** Begin DATA ENTRIES **
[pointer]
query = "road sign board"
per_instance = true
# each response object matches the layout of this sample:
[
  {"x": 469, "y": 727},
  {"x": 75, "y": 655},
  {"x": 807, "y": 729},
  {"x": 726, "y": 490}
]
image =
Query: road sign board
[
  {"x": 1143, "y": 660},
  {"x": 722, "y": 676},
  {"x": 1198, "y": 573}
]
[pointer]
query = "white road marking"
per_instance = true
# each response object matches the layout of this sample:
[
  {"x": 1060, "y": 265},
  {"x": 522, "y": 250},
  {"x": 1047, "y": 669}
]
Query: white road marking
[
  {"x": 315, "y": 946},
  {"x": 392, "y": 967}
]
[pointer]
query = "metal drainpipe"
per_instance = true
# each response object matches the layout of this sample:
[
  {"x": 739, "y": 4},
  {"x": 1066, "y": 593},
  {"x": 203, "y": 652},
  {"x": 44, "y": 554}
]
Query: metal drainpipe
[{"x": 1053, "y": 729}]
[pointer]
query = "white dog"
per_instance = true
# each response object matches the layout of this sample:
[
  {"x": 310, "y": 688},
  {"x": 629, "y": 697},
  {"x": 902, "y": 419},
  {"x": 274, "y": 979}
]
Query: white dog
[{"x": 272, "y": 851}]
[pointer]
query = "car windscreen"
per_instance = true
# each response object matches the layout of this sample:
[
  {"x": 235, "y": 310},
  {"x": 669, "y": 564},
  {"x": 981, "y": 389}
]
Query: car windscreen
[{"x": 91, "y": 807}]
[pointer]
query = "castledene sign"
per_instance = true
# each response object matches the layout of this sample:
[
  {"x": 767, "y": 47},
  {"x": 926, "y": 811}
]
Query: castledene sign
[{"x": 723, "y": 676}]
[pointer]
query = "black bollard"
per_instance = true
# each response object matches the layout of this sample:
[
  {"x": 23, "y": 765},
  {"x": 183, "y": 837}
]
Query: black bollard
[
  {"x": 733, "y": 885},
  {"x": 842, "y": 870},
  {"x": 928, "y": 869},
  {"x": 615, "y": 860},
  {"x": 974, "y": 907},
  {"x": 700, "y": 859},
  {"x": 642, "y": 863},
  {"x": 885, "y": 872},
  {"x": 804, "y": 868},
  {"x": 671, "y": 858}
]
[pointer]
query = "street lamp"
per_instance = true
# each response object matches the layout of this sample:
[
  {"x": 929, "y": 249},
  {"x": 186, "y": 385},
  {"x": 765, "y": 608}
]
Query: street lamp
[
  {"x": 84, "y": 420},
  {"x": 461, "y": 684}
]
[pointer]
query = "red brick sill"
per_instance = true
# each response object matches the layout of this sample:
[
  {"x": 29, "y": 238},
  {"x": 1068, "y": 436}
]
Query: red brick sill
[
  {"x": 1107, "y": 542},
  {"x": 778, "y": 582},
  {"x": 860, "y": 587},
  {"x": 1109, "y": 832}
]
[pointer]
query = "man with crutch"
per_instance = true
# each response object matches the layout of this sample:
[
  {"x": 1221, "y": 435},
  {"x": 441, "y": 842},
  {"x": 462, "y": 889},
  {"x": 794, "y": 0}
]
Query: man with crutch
** End DATA ENTRIES **
Reproduce the full set of records precisely.

SOLUTION TO THIS PROBLEM
[pointer]
query = "road sign board"
per_instance = true
# each response object matches the layout of this sample:
[
  {"x": 469, "y": 727},
  {"x": 75, "y": 655},
  {"x": 807, "y": 729},
  {"x": 726, "y": 490}
]
image =
Query: road sign board
[
  {"x": 1143, "y": 660},
  {"x": 722, "y": 676},
  {"x": 1198, "y": 573}
]
[pointer]
query = "white road marking"
per_instance = true
# each response object matches the layout of this sample:
[
  {"x": 1060, "y": 265},
  {"x": 522, "y": 250},
  {"x": 1047, "y": 669}
]
Query: white road marking
[
  {"x": 315, "y": 946},
  {"x": 392, "y": 967}
]
[pointer]
query = "metal drainpipe"
per_instance = true
# each response object matches the layout of this sample:
[
  {"x": 739, "y": 4},
  {"x": 1066, "y": 593},
  {"x": 203, "y": 652},
  {"x": 44, "y": 554}
]
Query: metal drainpipe
[{"x": 1053, "y": 729}]
[pointer]
query = "white dog"
per_instance = true
# each response object matches the layout of this sample:
[
  {"x": 310, "y": 688},
  {"x": 629, "y": 697},
  {"x": 902, "y": 419},
  {"x": 274, "y": 979}
]
Query: white dog
[{"x": 272, "y": 851}]
[pointer]
query = "car windscreen"
per_instance = true
# each response object matches the layout of this sample:
[
  {"x": 235, "y": 310},
  {"x": 669, "y": 564},
  {"x": 981, "y": 389}
]
Query: car windscreen
[{"x": 91, "y": 807}]
[pointer]
query = "castledene sign"
per_instance = true
# each response object matches the layout of this sample:
[
  {"x": 767, "y": 47},
  {"x": 926, "y": 811}
]
Query: castledene sign
[{"x": 723, "y": 676}]
[pointer]
query = "black bollard"
per_instance = true
# each response object matches the layout of this sample:
[
  {"x": 23, "y": 765},
  {"x": 183, "y": 837}
]
Query: black bollard
[
  {"x": 733, "y": 885},
  {"x": 842, "y": 870},
  {"x": 928, "y": 869},
  {"x": 615, "y": 860},
  {"x": 974, "y": 907},
  {"x": 700, "y": 859},
  {"x": 642, "y": 863},
  {"x": 885, "y": 872},
  {"x": 804, "y": 868},
  {"x": 671, "y": 858}
]
[pointer]
query = "street lamp"
per_instance = true
# each response object matches the layout of this sample:
[
  {"x": 929, "y": 249},
  {"x": 186, "y": 385},
  {"x": 765, "y": 608}
]
Query: street lamp
[
  {"x": 84, "y": 420},
  {"x": 461, "y": 684}
]
[pointer]
query = "red brick sill"
per_instance = true
# each response object matches the layout of this sample:
[
  {"x": 29, "y": 238},
  {"x": 1068, "y": 436}
]
Query: red brick sill
[
  {"x": 1107, "y": 542},
  {"x": 778, "y": 582},
  {"x": 860, "y": 587},
  {"x": 1109, "y": 832}
]
[pointer]
query = "man with crutch"
per_instance = true
# each response object matches the layout of this sample:
[
  {"x": 1221, "y": 435},
  {"x": 441, "y": 842},
  {"x": 462, "y": 889},
  {"x": 794, "y": 0}
]
Query: man with crutch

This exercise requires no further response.